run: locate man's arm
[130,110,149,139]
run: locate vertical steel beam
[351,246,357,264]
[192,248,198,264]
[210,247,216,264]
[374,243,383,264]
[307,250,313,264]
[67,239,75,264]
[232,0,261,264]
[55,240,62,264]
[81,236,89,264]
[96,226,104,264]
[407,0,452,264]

■ ■ ■ ■ ■ ■ ■

What you should do: Can you express the data above as a two-column CSV, with columns named "request" and "boxes"? Give one row per request, and put the request text and its answer each in a single quoted field, with any line breaks replaced by spaces.

Complete response:
request,boxes
"run: locate man's arm","[130,110,149,139]"
"run: locate vertical steel beam","[351,246,357,264] [192,248,198,264] [210,247,216,264] [374,243,383,264] [307,250,313,264] [67,239,75,264] [232,0,261,264] [55,240,62,264] [81,236,89,264] [96,226,104,264] [407,0,452,264]"